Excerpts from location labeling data
____

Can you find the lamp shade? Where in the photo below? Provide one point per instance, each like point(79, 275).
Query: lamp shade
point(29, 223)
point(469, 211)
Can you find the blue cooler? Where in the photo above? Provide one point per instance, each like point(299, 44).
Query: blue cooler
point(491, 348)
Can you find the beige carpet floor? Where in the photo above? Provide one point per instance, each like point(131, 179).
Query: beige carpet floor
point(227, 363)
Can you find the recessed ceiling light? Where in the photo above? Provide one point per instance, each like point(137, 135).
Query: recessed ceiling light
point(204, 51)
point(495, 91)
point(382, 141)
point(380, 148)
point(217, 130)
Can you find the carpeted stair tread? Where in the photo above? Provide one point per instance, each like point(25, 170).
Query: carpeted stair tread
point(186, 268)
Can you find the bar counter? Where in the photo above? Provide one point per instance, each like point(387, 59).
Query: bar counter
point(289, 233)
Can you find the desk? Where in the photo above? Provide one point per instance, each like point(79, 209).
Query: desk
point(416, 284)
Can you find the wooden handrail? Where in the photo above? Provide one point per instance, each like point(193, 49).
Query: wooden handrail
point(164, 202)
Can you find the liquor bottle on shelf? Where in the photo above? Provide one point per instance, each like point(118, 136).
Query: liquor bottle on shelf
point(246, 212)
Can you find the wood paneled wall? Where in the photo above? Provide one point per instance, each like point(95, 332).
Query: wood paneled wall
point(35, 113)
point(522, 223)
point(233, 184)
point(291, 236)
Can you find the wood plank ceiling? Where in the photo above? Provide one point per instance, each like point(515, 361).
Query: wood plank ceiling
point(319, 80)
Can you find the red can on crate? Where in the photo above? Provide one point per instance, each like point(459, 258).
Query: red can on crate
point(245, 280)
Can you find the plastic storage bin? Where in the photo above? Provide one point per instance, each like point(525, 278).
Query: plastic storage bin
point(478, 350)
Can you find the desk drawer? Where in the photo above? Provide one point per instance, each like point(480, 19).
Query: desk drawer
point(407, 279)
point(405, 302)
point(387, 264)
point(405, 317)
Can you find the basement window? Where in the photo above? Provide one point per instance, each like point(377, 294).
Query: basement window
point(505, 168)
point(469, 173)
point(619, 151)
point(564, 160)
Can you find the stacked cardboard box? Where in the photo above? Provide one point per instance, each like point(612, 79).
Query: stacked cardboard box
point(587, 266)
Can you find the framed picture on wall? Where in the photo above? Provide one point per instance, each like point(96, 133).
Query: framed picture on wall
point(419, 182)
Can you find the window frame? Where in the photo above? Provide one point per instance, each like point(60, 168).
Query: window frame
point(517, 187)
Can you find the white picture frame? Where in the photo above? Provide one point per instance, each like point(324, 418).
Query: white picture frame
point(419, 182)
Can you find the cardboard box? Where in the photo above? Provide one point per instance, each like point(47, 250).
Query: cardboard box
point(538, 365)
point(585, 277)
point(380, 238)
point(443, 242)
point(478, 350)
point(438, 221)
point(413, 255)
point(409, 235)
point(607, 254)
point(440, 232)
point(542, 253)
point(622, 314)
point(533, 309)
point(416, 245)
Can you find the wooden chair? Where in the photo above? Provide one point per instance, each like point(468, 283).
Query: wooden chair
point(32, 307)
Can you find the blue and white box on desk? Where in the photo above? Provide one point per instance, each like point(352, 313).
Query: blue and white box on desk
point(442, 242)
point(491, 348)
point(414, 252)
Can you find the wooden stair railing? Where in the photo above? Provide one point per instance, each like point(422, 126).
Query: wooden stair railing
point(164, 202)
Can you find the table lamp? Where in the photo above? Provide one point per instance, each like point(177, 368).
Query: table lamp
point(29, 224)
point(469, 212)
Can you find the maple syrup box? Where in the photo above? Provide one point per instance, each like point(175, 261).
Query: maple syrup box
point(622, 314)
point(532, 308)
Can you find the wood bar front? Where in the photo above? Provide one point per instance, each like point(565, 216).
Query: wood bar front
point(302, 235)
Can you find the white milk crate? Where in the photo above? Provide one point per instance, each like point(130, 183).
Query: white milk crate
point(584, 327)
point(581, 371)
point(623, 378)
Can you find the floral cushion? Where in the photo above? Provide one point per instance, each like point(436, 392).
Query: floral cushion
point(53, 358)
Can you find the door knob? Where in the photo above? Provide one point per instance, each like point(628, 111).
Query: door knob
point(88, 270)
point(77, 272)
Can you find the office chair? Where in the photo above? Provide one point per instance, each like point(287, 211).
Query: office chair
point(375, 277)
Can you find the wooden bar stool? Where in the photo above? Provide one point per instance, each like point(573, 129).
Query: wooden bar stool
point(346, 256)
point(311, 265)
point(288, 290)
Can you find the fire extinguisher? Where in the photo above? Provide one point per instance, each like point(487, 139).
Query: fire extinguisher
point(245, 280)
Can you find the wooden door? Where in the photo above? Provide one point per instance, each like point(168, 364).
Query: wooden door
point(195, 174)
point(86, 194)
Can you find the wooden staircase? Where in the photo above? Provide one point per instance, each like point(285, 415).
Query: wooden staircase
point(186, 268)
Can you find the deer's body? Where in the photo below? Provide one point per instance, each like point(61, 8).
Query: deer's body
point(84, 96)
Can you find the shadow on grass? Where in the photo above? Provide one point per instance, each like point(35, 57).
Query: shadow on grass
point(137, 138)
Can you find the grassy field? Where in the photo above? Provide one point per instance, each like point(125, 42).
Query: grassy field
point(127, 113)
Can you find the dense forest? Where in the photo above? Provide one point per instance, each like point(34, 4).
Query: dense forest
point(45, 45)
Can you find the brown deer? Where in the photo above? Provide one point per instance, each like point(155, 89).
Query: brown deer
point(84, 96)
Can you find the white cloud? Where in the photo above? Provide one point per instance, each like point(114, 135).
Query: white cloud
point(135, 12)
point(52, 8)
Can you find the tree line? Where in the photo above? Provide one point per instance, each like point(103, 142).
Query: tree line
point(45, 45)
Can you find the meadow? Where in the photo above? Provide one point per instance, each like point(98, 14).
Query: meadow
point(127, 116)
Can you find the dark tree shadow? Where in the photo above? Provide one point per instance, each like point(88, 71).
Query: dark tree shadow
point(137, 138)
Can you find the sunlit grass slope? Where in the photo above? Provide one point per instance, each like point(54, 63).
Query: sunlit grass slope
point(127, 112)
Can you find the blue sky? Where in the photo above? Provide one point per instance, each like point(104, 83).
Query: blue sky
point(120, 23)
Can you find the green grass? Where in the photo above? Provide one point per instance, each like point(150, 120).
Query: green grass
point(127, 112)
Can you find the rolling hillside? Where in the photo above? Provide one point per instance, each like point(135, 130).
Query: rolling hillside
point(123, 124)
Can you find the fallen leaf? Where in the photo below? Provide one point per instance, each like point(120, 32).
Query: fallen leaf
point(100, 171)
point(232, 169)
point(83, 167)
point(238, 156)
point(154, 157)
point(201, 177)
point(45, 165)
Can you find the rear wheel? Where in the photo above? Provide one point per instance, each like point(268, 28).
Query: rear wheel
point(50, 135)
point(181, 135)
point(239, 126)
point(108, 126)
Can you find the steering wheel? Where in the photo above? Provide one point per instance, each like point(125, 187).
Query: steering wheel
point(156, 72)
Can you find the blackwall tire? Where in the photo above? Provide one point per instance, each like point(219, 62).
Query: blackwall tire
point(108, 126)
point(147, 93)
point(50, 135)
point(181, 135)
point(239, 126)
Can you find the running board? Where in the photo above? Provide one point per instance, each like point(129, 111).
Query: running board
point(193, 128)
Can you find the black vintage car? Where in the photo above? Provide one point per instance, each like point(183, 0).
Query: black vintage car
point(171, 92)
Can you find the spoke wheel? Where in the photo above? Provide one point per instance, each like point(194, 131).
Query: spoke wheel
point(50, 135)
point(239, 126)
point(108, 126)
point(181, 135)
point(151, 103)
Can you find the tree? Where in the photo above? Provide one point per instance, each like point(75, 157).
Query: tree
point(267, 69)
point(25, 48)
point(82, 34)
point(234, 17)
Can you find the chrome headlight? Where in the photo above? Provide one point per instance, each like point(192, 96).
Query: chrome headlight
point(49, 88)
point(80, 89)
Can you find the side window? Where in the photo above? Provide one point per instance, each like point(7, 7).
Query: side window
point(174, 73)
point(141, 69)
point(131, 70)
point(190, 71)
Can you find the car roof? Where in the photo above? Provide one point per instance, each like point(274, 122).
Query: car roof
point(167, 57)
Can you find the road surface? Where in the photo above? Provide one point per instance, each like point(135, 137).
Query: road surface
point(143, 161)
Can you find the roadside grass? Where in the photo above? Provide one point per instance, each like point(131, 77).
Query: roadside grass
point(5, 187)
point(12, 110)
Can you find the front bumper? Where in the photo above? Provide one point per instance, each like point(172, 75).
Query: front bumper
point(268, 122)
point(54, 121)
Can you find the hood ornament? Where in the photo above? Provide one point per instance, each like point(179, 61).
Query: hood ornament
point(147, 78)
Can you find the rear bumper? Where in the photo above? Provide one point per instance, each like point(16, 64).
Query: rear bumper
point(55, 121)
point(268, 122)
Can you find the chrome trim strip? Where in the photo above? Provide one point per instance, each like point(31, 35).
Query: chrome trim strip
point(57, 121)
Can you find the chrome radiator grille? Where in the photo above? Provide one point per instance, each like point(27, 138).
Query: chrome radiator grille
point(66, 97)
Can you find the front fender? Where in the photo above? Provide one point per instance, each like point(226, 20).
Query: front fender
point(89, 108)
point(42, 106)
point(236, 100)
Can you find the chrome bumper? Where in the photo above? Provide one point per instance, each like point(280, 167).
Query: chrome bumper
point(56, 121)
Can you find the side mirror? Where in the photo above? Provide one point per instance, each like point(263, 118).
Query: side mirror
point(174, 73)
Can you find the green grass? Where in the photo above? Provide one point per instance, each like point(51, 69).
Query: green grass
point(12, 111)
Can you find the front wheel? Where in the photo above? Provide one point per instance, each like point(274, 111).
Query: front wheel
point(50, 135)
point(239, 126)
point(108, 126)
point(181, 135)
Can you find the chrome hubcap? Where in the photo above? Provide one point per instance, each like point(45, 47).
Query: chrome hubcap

____

**Prompt**
Render everything from the line containing "Can you find the brown" down to the line containing "point(52, 8)" in the listing above as a Markdown table with columns Row and Line, one row per line and blank lines omitted.

**Reply**
| Row | Line |
|---|---|
| 1 | Can you find the brown deer? Where in the photo above? Provide one point per instance, each like point(155, 89). |
| 2 | Query: brown deer |
| 3 | point(84, 96) |
| 4 | Can you find the white cloud? Where in the photo above? Provide one point per instance, each like point(114, 135). |
| 5 | Query: white cloud |
| 6 | point(135, 12) |
| 7 | point(52, 8) |